═══ Records for the exercise

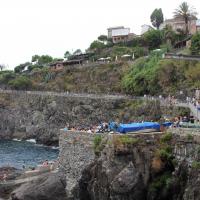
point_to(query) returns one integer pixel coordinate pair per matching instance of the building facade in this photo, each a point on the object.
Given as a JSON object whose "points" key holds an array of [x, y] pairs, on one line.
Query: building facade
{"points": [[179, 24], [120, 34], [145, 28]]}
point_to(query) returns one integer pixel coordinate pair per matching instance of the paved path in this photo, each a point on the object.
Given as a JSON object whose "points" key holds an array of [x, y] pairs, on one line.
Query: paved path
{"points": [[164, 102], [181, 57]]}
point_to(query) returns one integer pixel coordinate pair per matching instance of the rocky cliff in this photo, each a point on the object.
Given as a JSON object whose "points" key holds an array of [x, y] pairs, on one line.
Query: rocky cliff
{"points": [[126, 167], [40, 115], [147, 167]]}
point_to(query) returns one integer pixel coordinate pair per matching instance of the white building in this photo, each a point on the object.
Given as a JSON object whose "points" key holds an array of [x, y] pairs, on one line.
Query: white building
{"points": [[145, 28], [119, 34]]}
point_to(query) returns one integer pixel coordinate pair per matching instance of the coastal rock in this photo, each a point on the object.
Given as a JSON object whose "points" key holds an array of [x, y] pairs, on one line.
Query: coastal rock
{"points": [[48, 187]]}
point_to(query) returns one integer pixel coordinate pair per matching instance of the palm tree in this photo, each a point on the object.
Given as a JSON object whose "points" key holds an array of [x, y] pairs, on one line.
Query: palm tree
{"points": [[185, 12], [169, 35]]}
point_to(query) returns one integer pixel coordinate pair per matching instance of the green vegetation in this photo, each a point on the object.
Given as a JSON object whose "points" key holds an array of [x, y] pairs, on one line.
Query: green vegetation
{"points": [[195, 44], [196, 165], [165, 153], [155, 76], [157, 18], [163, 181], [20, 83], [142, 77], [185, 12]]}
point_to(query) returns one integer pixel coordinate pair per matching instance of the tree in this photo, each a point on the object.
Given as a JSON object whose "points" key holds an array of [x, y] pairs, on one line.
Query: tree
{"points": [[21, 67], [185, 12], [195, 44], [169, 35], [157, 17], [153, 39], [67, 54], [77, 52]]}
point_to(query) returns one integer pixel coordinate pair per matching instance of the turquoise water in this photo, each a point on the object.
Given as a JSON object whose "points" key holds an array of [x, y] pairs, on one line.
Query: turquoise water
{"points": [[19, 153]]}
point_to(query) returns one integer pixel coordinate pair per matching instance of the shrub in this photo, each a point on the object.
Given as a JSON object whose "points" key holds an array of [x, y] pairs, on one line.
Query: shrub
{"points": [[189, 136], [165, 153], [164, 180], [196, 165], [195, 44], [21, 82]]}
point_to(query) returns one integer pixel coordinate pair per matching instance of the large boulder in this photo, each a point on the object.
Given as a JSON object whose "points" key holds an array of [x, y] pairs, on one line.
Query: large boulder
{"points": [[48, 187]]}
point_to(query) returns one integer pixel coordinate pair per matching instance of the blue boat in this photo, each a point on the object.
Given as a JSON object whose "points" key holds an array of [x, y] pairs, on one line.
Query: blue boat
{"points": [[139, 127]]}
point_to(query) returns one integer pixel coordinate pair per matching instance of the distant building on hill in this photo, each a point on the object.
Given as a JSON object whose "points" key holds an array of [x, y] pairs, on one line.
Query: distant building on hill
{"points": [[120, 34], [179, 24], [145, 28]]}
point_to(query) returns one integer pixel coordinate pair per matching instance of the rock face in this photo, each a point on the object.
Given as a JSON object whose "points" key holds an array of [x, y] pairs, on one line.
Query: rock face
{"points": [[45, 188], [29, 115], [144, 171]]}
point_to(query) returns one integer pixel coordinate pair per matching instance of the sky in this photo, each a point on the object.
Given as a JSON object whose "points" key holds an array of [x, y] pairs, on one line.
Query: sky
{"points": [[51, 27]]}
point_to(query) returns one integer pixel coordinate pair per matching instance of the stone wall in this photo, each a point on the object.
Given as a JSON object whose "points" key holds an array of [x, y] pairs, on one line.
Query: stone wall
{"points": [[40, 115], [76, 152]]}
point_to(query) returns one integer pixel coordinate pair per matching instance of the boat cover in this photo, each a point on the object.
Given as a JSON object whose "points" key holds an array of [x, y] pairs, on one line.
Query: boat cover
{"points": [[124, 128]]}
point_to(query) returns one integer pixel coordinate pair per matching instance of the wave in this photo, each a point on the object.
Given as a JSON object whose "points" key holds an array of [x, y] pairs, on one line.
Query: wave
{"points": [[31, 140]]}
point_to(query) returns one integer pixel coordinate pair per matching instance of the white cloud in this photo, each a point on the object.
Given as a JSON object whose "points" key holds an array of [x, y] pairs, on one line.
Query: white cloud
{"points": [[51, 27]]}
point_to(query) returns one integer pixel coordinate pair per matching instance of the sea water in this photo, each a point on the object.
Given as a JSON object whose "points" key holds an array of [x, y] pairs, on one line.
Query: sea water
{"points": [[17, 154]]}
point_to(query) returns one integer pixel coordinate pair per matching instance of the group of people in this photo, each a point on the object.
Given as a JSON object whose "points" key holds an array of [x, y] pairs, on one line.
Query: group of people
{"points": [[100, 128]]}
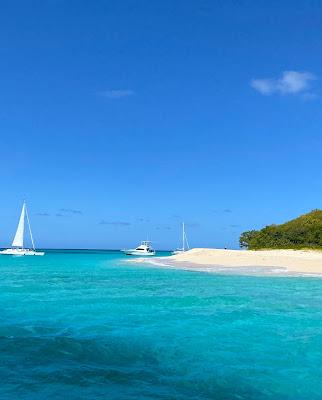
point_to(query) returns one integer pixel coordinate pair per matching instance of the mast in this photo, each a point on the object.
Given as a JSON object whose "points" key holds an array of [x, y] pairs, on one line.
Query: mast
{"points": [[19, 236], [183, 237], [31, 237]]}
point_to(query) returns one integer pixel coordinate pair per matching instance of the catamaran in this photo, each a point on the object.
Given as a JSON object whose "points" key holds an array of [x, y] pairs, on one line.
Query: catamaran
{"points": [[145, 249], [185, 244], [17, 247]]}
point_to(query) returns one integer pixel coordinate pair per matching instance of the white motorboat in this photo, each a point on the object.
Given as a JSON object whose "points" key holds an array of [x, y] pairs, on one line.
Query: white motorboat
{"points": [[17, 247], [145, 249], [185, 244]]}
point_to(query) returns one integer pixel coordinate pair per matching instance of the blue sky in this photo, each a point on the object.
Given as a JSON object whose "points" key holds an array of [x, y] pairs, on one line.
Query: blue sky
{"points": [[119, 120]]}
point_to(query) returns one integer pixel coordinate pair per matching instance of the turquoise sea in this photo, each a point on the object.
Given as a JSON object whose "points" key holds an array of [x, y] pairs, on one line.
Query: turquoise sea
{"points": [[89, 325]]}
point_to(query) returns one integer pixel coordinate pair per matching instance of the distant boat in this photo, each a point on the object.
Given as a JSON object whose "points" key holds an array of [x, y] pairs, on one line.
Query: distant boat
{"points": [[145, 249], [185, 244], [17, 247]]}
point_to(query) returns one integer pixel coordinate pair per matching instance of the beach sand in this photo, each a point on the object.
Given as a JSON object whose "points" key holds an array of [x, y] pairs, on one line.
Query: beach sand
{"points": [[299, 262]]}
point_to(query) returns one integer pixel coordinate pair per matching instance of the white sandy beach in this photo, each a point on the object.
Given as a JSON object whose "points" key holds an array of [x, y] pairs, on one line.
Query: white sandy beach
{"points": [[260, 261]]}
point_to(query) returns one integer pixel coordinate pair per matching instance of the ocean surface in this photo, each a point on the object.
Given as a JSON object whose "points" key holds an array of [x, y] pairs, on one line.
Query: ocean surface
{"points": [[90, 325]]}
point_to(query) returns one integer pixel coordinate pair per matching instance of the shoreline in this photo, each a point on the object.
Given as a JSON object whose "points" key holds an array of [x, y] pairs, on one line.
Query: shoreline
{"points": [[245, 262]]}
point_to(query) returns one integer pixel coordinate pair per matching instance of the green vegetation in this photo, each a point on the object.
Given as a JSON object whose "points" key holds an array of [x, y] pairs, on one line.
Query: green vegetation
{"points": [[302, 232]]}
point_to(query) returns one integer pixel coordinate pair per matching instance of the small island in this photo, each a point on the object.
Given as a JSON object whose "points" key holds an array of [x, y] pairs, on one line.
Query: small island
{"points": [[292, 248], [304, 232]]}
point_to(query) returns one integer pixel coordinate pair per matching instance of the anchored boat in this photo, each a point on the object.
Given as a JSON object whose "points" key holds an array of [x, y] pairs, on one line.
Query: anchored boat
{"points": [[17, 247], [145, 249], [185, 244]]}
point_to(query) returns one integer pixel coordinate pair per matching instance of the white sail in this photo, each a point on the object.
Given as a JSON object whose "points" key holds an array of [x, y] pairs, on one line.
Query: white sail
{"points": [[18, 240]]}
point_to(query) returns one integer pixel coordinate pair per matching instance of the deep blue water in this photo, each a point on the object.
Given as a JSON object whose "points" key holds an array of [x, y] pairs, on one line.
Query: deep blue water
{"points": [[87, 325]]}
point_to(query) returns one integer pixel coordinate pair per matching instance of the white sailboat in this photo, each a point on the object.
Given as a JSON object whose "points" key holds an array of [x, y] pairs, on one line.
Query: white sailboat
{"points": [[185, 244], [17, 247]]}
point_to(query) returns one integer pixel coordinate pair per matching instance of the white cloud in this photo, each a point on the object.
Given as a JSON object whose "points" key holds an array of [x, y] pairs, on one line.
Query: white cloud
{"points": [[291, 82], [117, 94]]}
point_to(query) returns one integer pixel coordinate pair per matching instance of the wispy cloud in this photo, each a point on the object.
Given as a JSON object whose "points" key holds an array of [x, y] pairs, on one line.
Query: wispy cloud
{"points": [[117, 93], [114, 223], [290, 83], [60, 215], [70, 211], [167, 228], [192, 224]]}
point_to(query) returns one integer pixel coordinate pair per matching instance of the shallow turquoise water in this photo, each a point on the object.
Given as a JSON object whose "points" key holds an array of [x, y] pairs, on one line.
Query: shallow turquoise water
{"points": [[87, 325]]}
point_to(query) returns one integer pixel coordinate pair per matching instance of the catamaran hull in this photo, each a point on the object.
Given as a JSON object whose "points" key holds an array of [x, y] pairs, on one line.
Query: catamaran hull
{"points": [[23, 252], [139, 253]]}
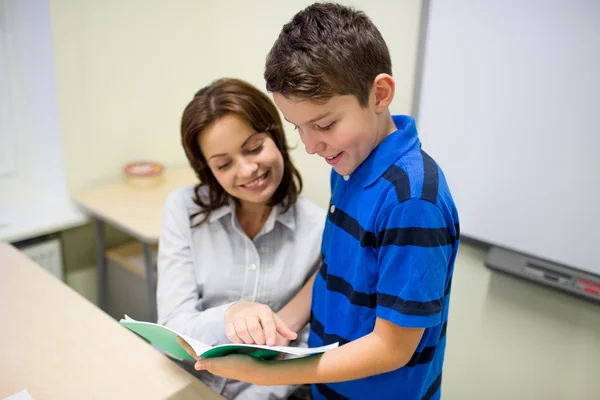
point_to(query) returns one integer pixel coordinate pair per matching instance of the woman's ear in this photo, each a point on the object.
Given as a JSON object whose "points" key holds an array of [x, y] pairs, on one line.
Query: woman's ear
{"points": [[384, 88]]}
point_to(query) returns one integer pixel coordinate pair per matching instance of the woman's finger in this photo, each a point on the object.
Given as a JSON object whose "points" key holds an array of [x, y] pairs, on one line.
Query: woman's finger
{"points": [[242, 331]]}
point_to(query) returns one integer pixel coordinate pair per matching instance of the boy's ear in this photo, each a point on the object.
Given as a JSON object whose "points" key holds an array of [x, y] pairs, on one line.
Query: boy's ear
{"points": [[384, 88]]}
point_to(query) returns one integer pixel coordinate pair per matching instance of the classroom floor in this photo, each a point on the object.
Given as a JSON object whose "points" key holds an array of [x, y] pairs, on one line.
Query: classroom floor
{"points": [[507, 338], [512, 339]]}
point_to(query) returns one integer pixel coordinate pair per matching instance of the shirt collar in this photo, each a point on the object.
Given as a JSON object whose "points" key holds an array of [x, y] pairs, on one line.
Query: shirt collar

══════
═══ Records for the exercise

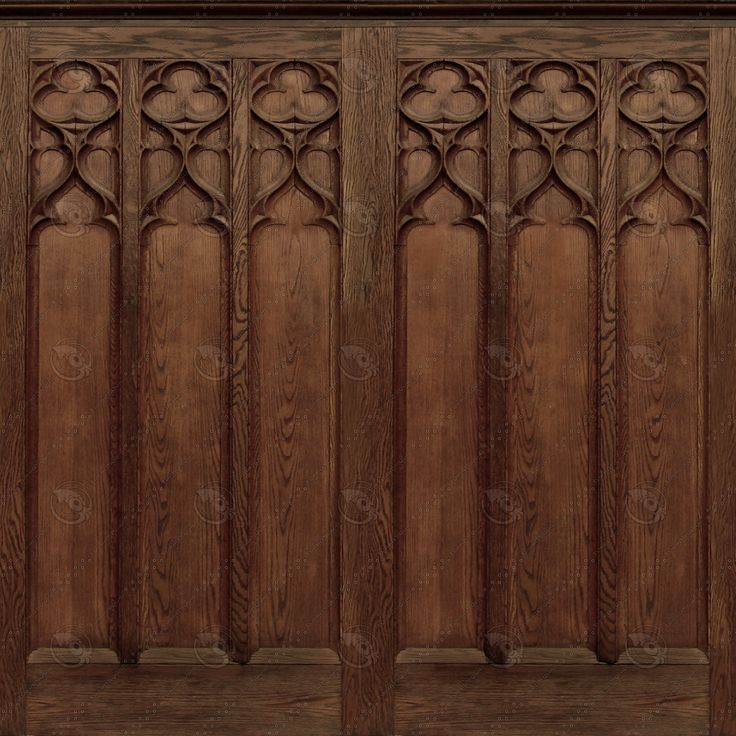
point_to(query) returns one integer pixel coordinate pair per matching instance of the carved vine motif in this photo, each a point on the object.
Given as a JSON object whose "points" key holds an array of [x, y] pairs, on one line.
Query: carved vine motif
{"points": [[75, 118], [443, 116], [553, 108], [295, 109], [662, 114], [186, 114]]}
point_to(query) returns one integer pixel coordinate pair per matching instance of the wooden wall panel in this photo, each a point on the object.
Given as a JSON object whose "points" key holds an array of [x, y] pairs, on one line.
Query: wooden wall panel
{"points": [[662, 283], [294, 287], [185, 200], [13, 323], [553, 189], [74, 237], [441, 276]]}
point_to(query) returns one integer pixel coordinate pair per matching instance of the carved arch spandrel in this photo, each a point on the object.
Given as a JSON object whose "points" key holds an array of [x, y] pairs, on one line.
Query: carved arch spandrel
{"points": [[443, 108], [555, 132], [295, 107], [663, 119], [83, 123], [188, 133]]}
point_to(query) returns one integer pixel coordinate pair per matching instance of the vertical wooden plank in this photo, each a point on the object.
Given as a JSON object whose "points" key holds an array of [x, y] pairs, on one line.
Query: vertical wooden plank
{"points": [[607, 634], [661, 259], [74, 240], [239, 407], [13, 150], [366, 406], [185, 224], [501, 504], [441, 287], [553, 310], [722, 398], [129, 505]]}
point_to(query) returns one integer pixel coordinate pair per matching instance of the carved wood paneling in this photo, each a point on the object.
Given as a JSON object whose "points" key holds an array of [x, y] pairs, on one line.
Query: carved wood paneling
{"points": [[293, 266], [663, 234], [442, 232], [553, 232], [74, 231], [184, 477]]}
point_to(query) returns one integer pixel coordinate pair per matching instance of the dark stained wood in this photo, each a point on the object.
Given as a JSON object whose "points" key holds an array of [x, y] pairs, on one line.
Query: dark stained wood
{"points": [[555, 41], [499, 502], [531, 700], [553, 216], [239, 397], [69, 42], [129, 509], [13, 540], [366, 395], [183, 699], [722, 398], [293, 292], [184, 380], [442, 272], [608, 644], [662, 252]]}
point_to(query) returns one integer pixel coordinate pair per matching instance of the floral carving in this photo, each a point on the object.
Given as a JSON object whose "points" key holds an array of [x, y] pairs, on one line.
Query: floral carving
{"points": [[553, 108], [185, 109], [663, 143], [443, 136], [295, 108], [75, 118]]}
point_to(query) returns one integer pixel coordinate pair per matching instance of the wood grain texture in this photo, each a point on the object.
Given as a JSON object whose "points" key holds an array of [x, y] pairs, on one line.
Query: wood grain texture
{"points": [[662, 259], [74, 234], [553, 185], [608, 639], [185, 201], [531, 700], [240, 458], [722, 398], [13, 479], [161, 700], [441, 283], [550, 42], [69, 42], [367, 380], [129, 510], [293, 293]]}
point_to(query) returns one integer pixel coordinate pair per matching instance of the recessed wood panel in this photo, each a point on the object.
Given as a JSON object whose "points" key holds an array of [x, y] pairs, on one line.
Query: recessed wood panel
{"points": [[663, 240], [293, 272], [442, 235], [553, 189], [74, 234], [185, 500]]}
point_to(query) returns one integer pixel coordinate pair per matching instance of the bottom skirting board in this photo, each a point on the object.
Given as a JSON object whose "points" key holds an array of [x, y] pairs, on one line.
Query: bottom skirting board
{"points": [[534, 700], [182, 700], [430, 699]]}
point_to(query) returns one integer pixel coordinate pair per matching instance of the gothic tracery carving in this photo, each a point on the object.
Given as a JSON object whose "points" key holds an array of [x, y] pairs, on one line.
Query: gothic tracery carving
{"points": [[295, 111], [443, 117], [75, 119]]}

══════

■ Exercise ■
Give the number of lines in the records, above, that contain the string "anchored", with case counting. Reply with the number only.

■ Problem solution ■
2